Quote only the lines that start at the line with "target: man in dark suit" and run to the end of the entries; omit the pictures.

* begin *

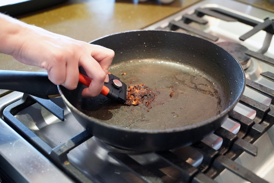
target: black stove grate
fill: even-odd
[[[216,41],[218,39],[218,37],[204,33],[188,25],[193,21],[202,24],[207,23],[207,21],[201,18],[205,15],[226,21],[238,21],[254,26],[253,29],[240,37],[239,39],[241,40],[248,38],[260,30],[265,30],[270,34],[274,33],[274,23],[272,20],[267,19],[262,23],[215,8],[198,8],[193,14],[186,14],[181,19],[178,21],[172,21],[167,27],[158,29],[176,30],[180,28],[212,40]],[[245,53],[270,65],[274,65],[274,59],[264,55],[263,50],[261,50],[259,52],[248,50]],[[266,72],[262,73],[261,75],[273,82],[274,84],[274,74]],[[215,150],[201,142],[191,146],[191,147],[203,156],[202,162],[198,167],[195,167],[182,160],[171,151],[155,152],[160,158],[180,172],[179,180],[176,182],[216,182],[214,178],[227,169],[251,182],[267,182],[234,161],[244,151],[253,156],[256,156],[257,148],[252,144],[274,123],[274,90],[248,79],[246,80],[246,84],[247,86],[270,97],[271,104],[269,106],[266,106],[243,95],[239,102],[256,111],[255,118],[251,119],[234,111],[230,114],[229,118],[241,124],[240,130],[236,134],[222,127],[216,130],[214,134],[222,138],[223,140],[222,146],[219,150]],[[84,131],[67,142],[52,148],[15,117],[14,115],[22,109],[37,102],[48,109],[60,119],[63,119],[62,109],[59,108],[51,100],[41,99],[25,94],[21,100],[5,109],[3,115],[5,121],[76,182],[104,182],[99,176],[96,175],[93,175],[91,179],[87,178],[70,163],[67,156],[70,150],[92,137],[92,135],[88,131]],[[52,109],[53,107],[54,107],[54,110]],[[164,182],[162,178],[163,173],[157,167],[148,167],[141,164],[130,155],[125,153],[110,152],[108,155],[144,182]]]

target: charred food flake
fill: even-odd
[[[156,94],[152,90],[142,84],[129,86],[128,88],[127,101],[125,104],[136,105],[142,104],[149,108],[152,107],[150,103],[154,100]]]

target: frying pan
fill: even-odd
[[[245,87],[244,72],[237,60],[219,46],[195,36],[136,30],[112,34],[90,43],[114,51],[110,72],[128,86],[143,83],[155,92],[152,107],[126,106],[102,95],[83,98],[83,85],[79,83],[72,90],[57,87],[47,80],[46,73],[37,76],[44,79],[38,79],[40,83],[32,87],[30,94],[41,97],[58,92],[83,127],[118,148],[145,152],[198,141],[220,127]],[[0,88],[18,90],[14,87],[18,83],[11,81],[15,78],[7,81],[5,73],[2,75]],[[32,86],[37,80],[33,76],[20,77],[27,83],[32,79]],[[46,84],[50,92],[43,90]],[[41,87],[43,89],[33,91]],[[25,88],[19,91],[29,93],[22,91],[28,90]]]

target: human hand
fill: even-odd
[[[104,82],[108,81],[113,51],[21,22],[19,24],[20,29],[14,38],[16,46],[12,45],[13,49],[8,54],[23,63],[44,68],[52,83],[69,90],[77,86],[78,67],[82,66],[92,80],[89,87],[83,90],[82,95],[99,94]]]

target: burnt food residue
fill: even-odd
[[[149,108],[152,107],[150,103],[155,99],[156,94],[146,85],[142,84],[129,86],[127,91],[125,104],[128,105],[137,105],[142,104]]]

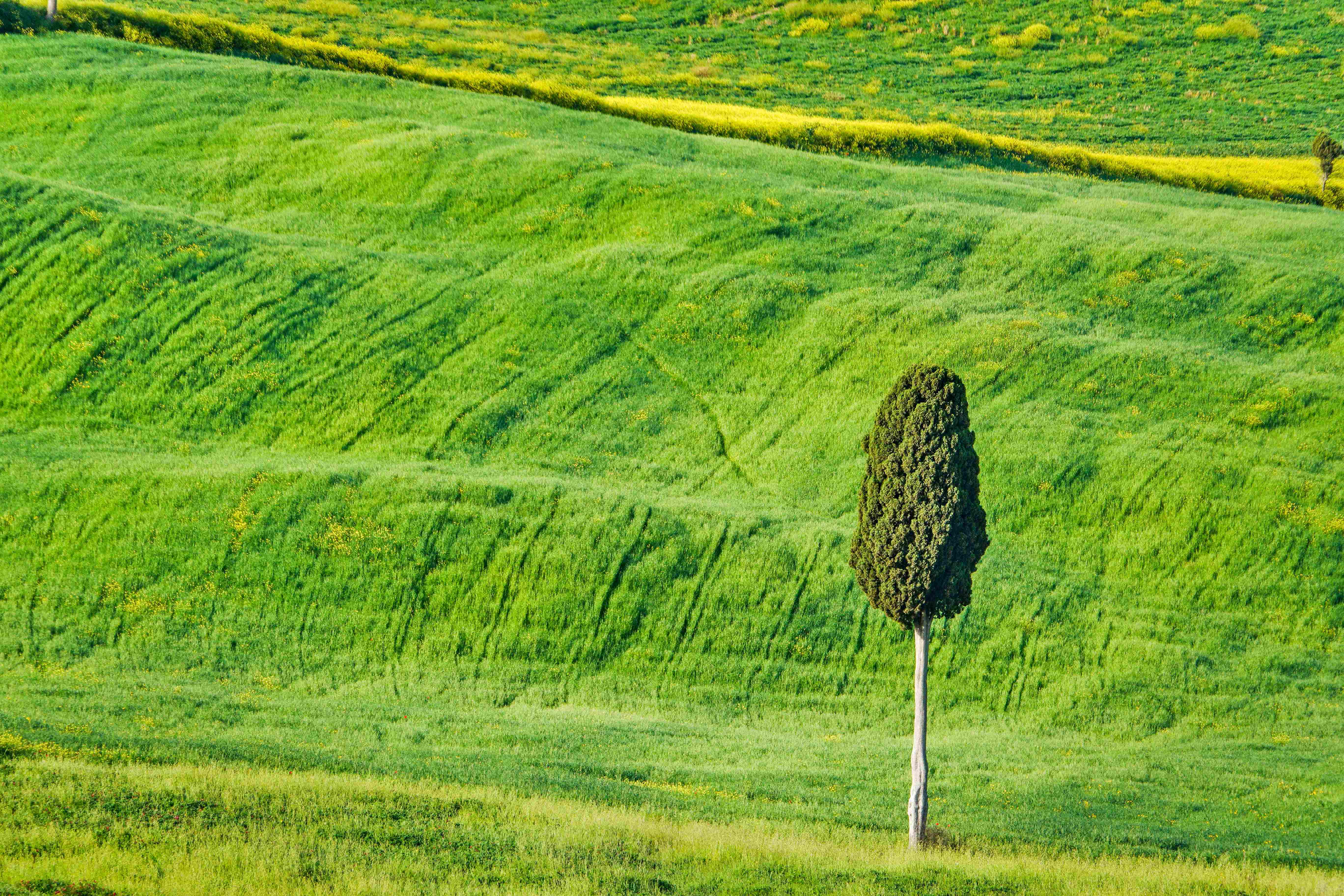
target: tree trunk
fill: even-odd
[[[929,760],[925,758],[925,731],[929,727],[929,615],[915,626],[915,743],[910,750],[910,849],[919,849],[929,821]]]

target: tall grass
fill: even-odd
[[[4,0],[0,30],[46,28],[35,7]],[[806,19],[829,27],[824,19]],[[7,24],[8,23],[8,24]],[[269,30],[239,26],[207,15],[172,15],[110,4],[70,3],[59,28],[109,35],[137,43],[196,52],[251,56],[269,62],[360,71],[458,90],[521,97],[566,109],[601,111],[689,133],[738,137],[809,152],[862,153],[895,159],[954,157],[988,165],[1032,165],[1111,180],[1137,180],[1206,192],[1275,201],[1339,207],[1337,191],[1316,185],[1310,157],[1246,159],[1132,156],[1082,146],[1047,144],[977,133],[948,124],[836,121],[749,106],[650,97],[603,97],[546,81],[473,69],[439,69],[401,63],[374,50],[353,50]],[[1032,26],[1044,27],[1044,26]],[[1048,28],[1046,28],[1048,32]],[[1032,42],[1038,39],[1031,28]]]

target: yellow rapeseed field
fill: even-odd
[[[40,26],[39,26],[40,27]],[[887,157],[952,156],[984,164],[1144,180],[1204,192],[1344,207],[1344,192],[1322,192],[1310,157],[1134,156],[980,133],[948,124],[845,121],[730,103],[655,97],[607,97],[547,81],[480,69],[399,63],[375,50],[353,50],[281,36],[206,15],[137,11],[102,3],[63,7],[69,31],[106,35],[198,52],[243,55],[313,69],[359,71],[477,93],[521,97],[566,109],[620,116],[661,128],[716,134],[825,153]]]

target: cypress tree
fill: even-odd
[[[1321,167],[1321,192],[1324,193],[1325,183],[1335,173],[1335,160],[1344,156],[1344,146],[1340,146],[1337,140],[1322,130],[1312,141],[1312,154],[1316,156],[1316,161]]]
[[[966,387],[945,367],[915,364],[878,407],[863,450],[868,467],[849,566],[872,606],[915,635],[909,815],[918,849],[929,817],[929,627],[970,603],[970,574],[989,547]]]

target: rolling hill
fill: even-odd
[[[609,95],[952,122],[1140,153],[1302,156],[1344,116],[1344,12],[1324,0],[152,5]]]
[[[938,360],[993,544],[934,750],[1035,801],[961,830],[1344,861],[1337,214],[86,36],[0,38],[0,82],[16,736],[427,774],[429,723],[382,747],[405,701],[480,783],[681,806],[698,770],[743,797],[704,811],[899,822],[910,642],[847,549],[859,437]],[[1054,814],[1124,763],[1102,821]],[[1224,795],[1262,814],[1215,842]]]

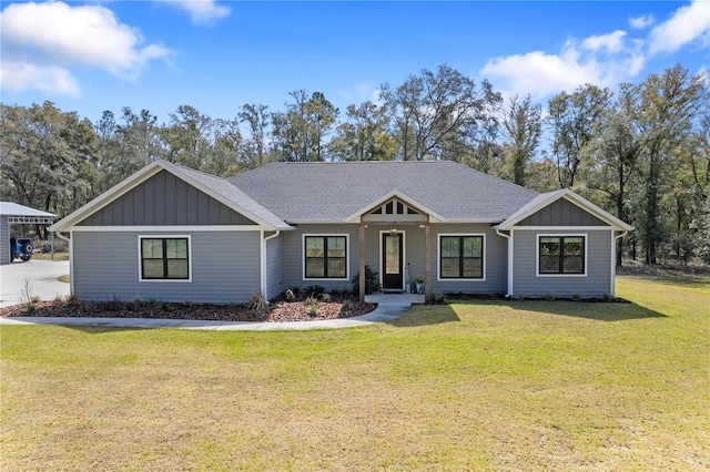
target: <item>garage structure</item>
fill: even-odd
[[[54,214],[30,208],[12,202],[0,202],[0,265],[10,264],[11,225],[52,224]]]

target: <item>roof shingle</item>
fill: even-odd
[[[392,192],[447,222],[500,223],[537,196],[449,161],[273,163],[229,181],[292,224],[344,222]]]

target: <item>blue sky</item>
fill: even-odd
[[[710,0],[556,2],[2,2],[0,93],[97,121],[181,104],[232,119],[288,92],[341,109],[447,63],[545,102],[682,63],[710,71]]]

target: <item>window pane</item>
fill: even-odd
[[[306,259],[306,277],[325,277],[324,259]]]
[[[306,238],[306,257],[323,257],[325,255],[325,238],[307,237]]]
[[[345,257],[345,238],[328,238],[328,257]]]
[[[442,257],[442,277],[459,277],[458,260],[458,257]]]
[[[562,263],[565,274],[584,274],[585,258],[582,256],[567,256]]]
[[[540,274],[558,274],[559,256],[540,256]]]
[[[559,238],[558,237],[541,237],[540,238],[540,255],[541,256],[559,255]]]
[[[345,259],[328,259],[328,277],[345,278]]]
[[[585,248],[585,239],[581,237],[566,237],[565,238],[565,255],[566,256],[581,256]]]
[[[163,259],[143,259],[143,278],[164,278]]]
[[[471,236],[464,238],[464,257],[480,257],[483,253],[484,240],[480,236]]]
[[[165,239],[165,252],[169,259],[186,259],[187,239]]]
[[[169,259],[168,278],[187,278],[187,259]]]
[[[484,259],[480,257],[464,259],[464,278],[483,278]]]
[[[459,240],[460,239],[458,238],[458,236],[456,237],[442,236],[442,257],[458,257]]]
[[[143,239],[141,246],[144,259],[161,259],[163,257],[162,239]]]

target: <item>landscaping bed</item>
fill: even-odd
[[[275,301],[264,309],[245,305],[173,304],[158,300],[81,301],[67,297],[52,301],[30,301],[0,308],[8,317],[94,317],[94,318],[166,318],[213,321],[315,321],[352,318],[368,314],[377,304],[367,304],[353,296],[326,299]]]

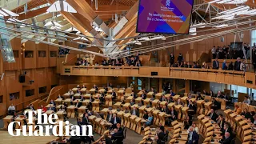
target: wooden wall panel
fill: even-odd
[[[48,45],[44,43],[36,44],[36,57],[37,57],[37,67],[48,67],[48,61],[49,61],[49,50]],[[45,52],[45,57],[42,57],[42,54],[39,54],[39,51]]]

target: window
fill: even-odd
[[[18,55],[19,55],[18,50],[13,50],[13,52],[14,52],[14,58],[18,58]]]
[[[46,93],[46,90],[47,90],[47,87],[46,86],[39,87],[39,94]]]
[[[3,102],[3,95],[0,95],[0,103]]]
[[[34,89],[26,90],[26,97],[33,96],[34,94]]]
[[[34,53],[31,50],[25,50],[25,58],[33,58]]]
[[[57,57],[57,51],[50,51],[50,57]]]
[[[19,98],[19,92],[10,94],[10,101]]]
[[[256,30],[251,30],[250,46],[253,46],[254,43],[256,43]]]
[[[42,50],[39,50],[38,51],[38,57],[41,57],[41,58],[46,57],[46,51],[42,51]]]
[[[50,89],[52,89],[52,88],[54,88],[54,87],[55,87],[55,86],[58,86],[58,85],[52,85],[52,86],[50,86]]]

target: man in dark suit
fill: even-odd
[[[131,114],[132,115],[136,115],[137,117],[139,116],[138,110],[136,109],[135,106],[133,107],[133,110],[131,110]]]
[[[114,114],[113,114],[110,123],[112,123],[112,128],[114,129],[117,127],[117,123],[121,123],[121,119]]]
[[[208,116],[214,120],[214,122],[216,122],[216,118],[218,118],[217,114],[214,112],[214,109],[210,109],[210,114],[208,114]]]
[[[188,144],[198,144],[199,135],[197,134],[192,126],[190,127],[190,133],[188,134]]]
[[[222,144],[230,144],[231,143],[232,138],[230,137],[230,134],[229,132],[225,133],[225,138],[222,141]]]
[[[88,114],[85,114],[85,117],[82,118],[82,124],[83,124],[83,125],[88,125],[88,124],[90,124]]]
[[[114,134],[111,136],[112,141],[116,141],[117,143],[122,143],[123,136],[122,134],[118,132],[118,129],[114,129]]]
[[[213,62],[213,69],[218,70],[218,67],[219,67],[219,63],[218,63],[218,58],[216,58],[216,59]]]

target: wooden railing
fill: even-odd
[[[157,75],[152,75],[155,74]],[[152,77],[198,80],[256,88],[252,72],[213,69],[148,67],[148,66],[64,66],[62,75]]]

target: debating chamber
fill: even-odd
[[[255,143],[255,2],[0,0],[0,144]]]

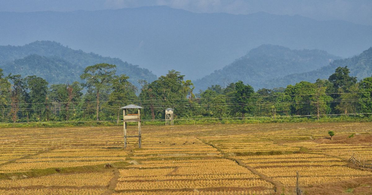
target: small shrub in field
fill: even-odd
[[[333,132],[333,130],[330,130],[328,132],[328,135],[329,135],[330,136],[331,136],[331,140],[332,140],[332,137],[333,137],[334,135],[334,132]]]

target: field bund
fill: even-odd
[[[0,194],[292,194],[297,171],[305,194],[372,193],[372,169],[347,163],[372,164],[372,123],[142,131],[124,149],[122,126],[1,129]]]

* end *

== Written response ==
target: man in dark suit
fill: even-odd
[[[131,114],[132,115],[136,115],[137,117],[139,116],[138,110],[136,109],[135,106],[133,107],[133,110],[131,110]]]
[[[114,114],[113,114],[110,123],[112,123],[112,128],[114,129],[117,127],[117,123],[121,123],[121,119]]]
[[[208,116],[214,120],[214,122],[216,122],[216,118],[218,118],[217,114],[214,112],[214,109],[210,109],[210,114],[208,114]]]
[[[188,144],[198,144],[199,135],[197,134],[192,126],[190,127],[190,133],[188,134]]]
[[[222,144],[230,144],[231,143],[232,138],[230,137],[230,134],[229,132],[225,133],[225,138],[222,141]]]
[[[88,114],[85,114],[85,117],[82,118],[82,124],[83,124],[83,125],[88,125],[88,124],[90,124]]]
[[[114,134],[111,136],[112,141],[116,141],[117,143],[122,143],[123,136],[122,134],[118,132],[118,129],[114,129]]]
[[[213,62],[213,69],[218,70],[218,67],[219,67],[219,63],[218,63],[218,58],[216,58],[216,59]]]

target: wooden railing
fill: even-odd
[[[157,75],[152,75],[155,74]],[[152,77],[198,80],[256,88],[252,72],[213,69],[148,67],[148,66],[64,66],[62,75]]]

target: debating chamber
fill: even-odd
[[[255,143],[255,2],[0,0],[0,144]]]

target: small shrub in field
fill: even-odd
[[[333,132],[333,130],[330,130],[328,132],[328,135],[329,135],[330,136],[331,136],[331,140],[332,140],[332,137],[333,137],[334,135],[334,132]]]

target: field bund
fill: even-odd
[[[0,194],[292,194],[297,171],[305,194],[372,193],[372,169],[347,163],[372,164],[372,123],[142,131],[124,149],[122,126],[1,129]]]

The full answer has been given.